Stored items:
⁂
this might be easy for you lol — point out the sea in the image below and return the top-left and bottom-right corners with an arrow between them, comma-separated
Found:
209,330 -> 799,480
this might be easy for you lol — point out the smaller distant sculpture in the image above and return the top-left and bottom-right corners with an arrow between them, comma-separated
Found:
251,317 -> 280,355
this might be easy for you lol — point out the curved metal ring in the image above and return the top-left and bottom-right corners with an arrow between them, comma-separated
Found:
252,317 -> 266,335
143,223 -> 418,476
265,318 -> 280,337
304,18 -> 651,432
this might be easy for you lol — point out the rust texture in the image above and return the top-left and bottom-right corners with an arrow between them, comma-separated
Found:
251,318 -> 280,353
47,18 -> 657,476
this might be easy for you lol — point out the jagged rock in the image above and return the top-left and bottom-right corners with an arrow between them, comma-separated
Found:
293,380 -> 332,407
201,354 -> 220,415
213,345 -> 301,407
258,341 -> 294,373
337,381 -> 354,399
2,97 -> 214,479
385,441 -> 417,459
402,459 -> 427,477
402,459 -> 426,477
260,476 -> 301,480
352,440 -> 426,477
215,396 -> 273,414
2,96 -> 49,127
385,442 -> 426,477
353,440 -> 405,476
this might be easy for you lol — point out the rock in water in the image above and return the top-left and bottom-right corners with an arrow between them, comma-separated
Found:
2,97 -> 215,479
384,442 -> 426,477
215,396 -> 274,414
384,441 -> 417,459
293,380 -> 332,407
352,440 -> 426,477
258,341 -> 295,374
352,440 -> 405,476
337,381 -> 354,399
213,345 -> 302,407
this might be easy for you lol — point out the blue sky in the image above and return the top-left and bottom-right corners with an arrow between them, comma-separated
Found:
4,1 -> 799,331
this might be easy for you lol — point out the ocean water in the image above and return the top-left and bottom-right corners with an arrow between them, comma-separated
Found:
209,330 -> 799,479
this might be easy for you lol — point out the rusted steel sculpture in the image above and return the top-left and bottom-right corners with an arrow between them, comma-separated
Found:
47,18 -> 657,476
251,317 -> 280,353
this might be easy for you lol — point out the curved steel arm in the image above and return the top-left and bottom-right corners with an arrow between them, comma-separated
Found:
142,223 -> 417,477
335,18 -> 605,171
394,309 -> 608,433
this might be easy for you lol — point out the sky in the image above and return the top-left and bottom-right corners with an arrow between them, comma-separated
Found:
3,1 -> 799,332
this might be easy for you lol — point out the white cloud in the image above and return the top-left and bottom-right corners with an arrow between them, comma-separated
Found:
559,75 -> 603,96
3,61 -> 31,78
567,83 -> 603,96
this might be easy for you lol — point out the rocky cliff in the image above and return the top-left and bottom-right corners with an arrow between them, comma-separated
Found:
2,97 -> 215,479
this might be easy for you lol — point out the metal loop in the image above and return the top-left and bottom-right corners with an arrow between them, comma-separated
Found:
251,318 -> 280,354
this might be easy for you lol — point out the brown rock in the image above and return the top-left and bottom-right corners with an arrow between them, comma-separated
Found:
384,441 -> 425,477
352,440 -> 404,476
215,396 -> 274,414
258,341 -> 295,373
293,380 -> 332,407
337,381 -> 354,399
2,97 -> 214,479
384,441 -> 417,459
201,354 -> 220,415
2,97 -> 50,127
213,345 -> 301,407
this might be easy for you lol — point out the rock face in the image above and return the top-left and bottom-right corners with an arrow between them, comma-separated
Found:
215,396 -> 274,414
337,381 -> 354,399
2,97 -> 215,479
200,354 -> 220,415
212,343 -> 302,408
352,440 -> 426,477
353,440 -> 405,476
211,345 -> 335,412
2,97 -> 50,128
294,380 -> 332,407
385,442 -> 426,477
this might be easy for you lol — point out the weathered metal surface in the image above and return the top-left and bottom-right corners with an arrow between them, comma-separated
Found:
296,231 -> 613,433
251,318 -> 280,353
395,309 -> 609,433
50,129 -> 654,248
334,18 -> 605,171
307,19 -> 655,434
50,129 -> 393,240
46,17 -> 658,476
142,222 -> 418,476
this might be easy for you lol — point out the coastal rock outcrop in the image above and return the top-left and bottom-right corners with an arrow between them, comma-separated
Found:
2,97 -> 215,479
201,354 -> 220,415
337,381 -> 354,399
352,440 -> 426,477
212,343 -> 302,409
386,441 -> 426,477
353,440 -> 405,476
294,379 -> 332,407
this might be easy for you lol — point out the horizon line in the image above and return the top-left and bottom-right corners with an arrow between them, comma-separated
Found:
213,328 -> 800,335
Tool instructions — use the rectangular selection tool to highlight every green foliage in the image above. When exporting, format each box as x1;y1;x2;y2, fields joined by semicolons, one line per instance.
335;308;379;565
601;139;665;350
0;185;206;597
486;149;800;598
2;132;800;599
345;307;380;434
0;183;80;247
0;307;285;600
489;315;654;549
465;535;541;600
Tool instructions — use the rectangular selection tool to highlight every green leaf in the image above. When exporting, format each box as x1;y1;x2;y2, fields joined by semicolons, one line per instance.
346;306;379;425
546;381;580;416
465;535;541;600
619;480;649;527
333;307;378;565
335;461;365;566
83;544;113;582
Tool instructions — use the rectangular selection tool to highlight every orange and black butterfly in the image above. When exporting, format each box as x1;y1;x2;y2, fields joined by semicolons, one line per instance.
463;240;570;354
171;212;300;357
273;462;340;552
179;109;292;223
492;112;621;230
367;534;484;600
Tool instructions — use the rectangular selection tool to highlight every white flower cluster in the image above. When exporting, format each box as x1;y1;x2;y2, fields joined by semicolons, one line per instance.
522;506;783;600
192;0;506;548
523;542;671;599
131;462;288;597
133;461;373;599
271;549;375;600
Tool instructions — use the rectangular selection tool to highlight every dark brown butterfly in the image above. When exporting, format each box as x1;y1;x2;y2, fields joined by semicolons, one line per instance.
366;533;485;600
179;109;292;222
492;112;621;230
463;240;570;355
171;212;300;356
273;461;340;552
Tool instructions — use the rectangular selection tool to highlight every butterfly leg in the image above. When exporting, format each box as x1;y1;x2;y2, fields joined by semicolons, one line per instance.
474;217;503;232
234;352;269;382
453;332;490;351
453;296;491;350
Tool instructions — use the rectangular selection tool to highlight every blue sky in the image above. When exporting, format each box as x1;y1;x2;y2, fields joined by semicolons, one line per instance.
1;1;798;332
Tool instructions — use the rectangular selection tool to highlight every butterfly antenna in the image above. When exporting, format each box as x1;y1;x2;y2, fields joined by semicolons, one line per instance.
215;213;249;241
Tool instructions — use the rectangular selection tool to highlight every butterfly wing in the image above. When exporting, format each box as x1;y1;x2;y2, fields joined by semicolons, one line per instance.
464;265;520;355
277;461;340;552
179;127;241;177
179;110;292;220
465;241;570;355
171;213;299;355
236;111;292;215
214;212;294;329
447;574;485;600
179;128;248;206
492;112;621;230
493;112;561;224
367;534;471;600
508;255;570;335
⁂
REQUIRED WORK:
Output the entries above word for word.

RESULT OF THIS TASK:
this might be easy for you lol — point out the sea in the image below and return the top-left and bottom-right corners with an arrow between them, comma-separated
Found:
209,330 -> 799,480
this might be easy for you lol — point out the smaller distant sculpture in the image above and return the top-left and bottom-right corners with an arrow between them, comma-separated
Found:
251,317 -> 280,355
this might be easy for you lol — point out the curved metal ring in the image above and return the top-left and bottom-right corners with an arrow between them, comma-separated
Found:
252,317 -> 266,335
143,223 -> 418,476
265,318 -> 280,337
304,18 -> 651,432
this might be easy for you lol — point out the rust texture in the image above and return the top-left and bottom-right corners with an arrow between them, comma-separated
Found:
251,318 -> 280,353
47,18 -> 657,476
this might be easy for you lol — point out the jagged rock in the image above and return the top-left and bottom-right corners with an arrow between them, comma-separated
Found:
293,380 -> 332,407
201,354 -> 220,415
213,345 -> 301,407
258,341 -> 294,373
337,381 -> 354,399
2,97 -> 214,479
385,441 -> 417,459
402,459 -> 427,477
402,459 -> 426,477
260,476 -> 301,480
352,440 -> 426,477
215,396 -> 273,414
2,96 -> 49,127
385,442 -> 426,477
353,440 -> 405,476
this might be easy for you lol — point out the rock in water in the image above and return the top-left and bottom-right corners with an arrow between them, comma-separated
Found:
2,97 -> 215,479
384,442 -> 426,477
215,396 -> 274,414
384,441 -> 417,459
293,380 -> 332,407
352,440 -> 426,477
258,341 -> 295,374
352,440 -> 405,476
337,381 -> 354,399
213,345 -> 302,407
this might be easy for you lol — point out the blue sky in the image above and return the top-left and bottom-right corners with an arrow between them, comma-separated
Found:
4,1 -> 799,331
this might be easy for you lol — point out the ocean water in the image above and return the top-left and bottom-right corners with an arrow between them, comma-separated
Found:
209,330 -> 799,479
this might be easy for you lol — point out the rusted steel sculpture in the image above and return the top-left and bottom-right corners with an arrow between them, comma-separated
Found:
47,18 -> 657,476
251,317 -> 280,353
this might be easy for you lol — point out the curved steel arm in the image above and return the top-left and bottom-right corners with an arrow between them, comma-separated
Found:
142,223 -> 417,477
335,18 -> 605,171
394,309 -> 608,433
this might be easy for you lol — point out the sky in the image above and return the top-left and bottom-right corners with an arrow between them, comma-separated
Found:
3,1 -> 799,332
this might be easy for you lol — point out the white cloud in the image above and return the top-left and bottom-right corners with an arrow between them, comma-separated
Found:
559,75 -> 603,96
3,61 -> 31,78
567,83 -> 603,96
this might be easy for you lol — point out the rocky cliff in the image above and return the top-left and bottom-right corners with an arrow between them, comma-separated
Found:
2,97 -> 215,479
this might be easy for you lol — point out the metal loop in the image above and return the top-left and bottom-right corners with an arrow between them, comma-separated
Found:
251,318 -> 280,354
this might be easy for you lol — point out the brown rock in the image above and return the top-left and bottom-right corners with an arrow between them, comma-separated
Found:
384,441 -> 425,477
352,440 -> 404,476
215,396 -> 274,414
258,341 -> 295,373
293,380 -> 332,407
337,381 -> 354,399
2,97 -> 214,479
384,441 -> 417,459
201,354 -> 220,415
2,97 -> 50,127
213,345 -> 301,407
this might be easy for you lol — point out the rock face in the image above and return the top-left and bottom-right corners with an arrow between them, comma-separated
Found:
215,396 -> 274,414
337,381 -> 354,399
2,97 -> 215,479
200,354 -> 220,415
212,343 -> 302,408
352,440 -> 426,477
353,440 -> 405,476
211,345 -> 335,412
2,97 -> 50,128
294,380 -> 332,407
385,442 -> 426,477
this might be easy for you lol — point out the weathered metal surface in the image above and return the top-left and bottom-right corners with an arrow between them, comma-separated
Found:
296,231 -> 613,433
251,318 -> 280,353
395,309 -> 609,433
50,129 -> 654,248
334,18 -> 605,171
307,19 -> 655,434
50,129 -> 393,240
46,17 -> 658,476
142,222 -> 418,476
this might be easy for you lol — point out the coastal rock outcrop in the image above and return the top-left and bottom-right corners with an arrow between them, comma-separated
Found:
2,97 -> 215,479
201,354 -> 220,415
337,381 -> 354,399
352,440 -> 426,477
212,343 -> 302,409
386,441 -> 426,477
353,440 -> 405,476
294,379 -> 332,407
this might be easy for you lol — point out the horizon line in the image above and return the top-left and bottom-right corners with an arrow between them, comma-separated
Found:
213,328 -> 800,335
Tool instructions — use the rectangular selection tool to highlight every green foliage in the image above. When exporting, format each box as x1;y1;x2;y2, fields joined by semicolons, one line per instance.
335;308;379;565
601;139;665;350
0;185;206;597
486;149;800;598
2;132;800;599
345;307;380;434
0;183;80;247
0;307;285;600
489;315;654;549
465;535;541;600
Tool instructions — use the rectangular selection tool to highlight every green leaf in the image above. When exporting, format each box as x1;y1;x2;y2, fields joined by semicolons, one line per instance.
346;306;379;425
546;381;580;416
465;535;541;600
619;480;649;527
333;307;378;565
335;461;365;566
83;544;113;582
Tool instructions — use the rectangular selection tool to highlight every orange and black butterfly in the image above. When exporting, format each box as x1;y1;x2;y2, fields joined by semicolons, one line per instance.
463;240;570;354
171;212;300;357
273;462;340;552
179;109;292;223
492;112;621;230
367;534;484;600
Tool instructions — use the rectangular selection tool to highlight every white flower cluster in the image above. When exporting, format each box as x1;y1;x2;y2, fields joined by semicolons, one line per instance.
522;506;783;600
192;0;506;548
523;542;671;599
131;462;288;597
133;461;373;599
271;549;375;600
Tool instructions — use the rectangular selection tool to highlight every dark brown butterfly in the image above. When exporting, format each box as x1;y1;x2;y2, fields joined by semicolons, one line per instance.
366;533;485;600
179;109;292;222
492;112;621;230
463;240;570;355
171;212;300;356
273;461;340;552
Tool instructions — use the rectangular selection tool to highlight every butterfly leg in the image above. When exporting, format each box as x1;y1;x2;y2, fields joined by semicolons, one line per instance.
474;217;503;232
234;352;269;382
453;332;490;351
453;296;491;350
Tool instructions — use the rectangular selection tool to highlight every blue sky in the image above. When exporting, format each box as x1;y1;x2;y2, fields joined by semicolons, one line per instance.
1;1;798;332
Tool instructions — use the rectangular selection tool to highlight every butterfly antenna in the image above. When exporting, format each box as x1;y1;x2;y2, fields joined by semicolons, one line per instance.
215;213;249;241
Tool instructions — use the rectangular selection tool to highlight every butterfly wing in the image above. When exporting, format each box as x1;y1;x2;y2, fields joined by semicolons, one line per instance.
464;265;520;355
277;461;340;552
179;127;241;177
179;110;292;220
465;241;570;355
171;213;299;355
236;111;292;215
214;212;294;329
447;574;485;600
179;128;248;206
492;112;621;230
493;112;561;224
367;534;471;600
508;255;570;335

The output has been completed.